What is needed » Print the following entries word for word, omitting the pictures.

(Outline records)
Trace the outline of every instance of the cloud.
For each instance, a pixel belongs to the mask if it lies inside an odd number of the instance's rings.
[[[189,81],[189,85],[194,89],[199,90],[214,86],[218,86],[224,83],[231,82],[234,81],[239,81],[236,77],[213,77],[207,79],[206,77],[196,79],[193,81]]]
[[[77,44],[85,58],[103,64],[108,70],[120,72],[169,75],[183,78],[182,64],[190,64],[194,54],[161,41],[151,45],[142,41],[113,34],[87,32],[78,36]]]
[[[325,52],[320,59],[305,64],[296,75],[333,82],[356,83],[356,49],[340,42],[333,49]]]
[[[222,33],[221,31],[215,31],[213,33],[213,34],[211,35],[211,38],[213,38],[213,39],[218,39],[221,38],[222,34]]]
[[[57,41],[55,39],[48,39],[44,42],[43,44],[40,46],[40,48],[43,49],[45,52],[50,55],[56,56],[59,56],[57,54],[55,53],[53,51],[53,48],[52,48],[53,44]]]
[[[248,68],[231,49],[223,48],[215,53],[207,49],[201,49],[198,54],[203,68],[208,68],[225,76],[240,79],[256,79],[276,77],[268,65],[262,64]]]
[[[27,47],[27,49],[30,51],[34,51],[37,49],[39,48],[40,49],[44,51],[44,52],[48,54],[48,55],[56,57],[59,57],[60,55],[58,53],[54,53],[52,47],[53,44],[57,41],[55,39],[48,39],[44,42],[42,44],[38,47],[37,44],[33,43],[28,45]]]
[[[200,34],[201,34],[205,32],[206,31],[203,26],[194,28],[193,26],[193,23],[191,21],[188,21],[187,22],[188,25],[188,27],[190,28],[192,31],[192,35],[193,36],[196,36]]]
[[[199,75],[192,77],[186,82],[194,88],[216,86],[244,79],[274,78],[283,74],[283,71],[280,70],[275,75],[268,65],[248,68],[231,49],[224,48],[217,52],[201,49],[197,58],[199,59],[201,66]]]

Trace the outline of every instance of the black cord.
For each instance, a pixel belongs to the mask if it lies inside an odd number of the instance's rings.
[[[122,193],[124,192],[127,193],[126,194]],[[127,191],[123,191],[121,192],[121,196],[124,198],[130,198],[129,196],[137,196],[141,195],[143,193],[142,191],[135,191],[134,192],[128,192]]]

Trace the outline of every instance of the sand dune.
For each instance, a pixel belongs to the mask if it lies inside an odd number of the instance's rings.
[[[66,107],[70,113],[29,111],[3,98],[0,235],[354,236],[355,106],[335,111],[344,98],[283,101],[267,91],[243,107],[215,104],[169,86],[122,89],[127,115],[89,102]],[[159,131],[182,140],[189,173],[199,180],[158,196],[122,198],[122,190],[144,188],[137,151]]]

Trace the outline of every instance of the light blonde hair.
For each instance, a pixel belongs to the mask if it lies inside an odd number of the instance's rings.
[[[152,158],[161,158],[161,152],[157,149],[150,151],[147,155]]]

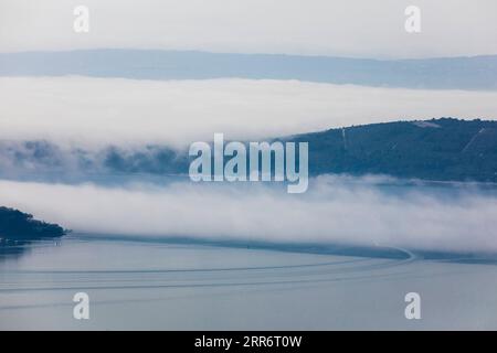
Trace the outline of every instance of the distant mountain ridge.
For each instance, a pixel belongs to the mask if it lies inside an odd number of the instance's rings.
[[[298,79],[376,87],[497,89],[497,55],[372,60],[195,51],[0,53],[0,76]]]
[[[309,143],[309,173],[388,174],[433,181],[497,182],[497,121],[452,118],[336,128],[272,141]],[[0,141],[0,176],[95,181],[188,175],[188,150],[150,145],[64,150],[47,141]]]

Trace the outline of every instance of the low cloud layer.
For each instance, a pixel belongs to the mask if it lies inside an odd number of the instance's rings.
[[[87,146],[263,139],[399,119],[493,119],[496,92],[297,81],[1,77],[0,139]]]
[[[334,176],[311,180],[303,195],[267,184],[0,182],[2,203],[80,232],[497,252],[497,197],[443,194]]]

Solution to the exercise »
Trace the outline of every instance of the cloud.
For each instance, a pixel belongs to the mask if it lies inside an odd number of the instance's rings.
[[[189,81],[189,85],[194,89],[199,90],[214,86],[218,86],[224,83],[231,82],[234,81],[239,81],[236,77],[213,77],[207,79],[206,77],[196,79],[193,81]]]
[[[77,44],[85,58],[103,64],[108,70],[120,72],[169,75],[183,78],[182,64],[190,64],[194,54],[161,41],[151,45],[142,41],[113,34],[87,32],[78,36]]]
[[[325,52],[320,59],[305,64],[296,75],[333,82],[356,83],[356,49],[340,42],[333,49]]]
[[[222,33],[221,31],[215,31],[213,33],[213,34],[211,35],[211,38],[213,38],[213,39],[218,39],[221,38],[222,34]]]
[[[57,41],[55,39],[48,39],[44,42],[43,44],[40,46],[40,48],[43,49],[45,52],[50,55],[56,56],[59,56],[57,54],[55,53],[53,51],[53,48],[52,48],[53,44]]]
[[[248,68],[231,49],[223,48],[215,53],[207,49],[201,49],[198,54],[203,68],[208,68],[225,76],[240,79],[256,79],[276,77],[268,65],[262,64]]]
[[[27,47],[27,49],[30,51],[34,51],[37,49],[39,48],[40,49],[44,51],[44,52],[48,54],[48,55],[56,57],[59,57],[60,55],[58,53],[54,53],[52,47],[53,44],[57,41],[55,39],[48,39],[44,42],[42,44],[38,47],[37,44],[33,43],[28,45]]]
[[[200,34],[201,34],[205,32],[206,31],[203,26],[194,28],[193,26],[193,23],[191,21],[188,21],[187,22],[188,25],[188,27],[190,28],[192,31],[192,35],[193,36],[196,36]]]
[[[199,75],[192,77],[186,82],[194,88],[216,86],[244,79],[274,78],[283,74],[283,71],[280,70],[275,75],[268,65],[248,68],[231,49],[224,48],[217,52],[201,49],[197,58],[199,59],[201,66]]]

Trace the outline of every instance of the black cord.
For each instance, a pixel belongs to the mask if it lies inside an odd number of the instance's rings.
[[[122,193],[124,192],[127,193],[126,194]],[[127,191],[123,191],[121,192],[121,196],[124,198],[130,198],[129,196],[137,196],[141,195],[143,193],[142,191],[135,191],[134,192],[128,192]]]

Trace the outline of every instance of the sand dune.
For each instance, a pixel belongs to the mask if it lies inside an odd number of the instance's rings.
[[[66,107],[70,113],[29,111],[3,98],[0,235],[354,236],[355,106],[335,111],[344,98],[283,101],[267,91],[243,107],[215,104],[169,86],[122,89],[127,115],[89,102]],[[159,131],[182,140],[189,173],[199,180],[158,196],[122,198],[122,190],[144,188],[137,151]]]

Trace the outline of every instance of the light blonde hair.
For each instance, a pixel belongs to the mask if it lies inside an odd number of the instance's rings.
[[[152,158],[161,158],[161,152],[157,149],[150,151],[147,155]]]

Trace the outline of every instance of the distant mountain ridge.
For each instance, a pixel belongs to the mask if it lies inside an odd number of the instance's rings.
[[[298,79],[376,87],[497,89],[497,55],[372,60],[195,51],[0,53],[0,76]]]
[[[309,143],[309,173],[388,174],[433,181],[497,182],[497,121],[452,118],[336,128],[272,141]],[[0,141],[0,176],[95,181],[188,175],[188,150],[150,145],[64,150],[47,141]]]

Trace the outline of every instance of the low cloud layer.
For each instance, a pixel belongs to the mask if it lies inside an odd number of the instance's rings.
[[[87,146],[263,139],[399,119],[493,119],[496,92],[297,81],[1,77],[0,139]]]
[[[334,176],[311,180],[303,195],[267,184],[0,182],[2,203],[80,232],[497,252],[497,197],[443,194]]]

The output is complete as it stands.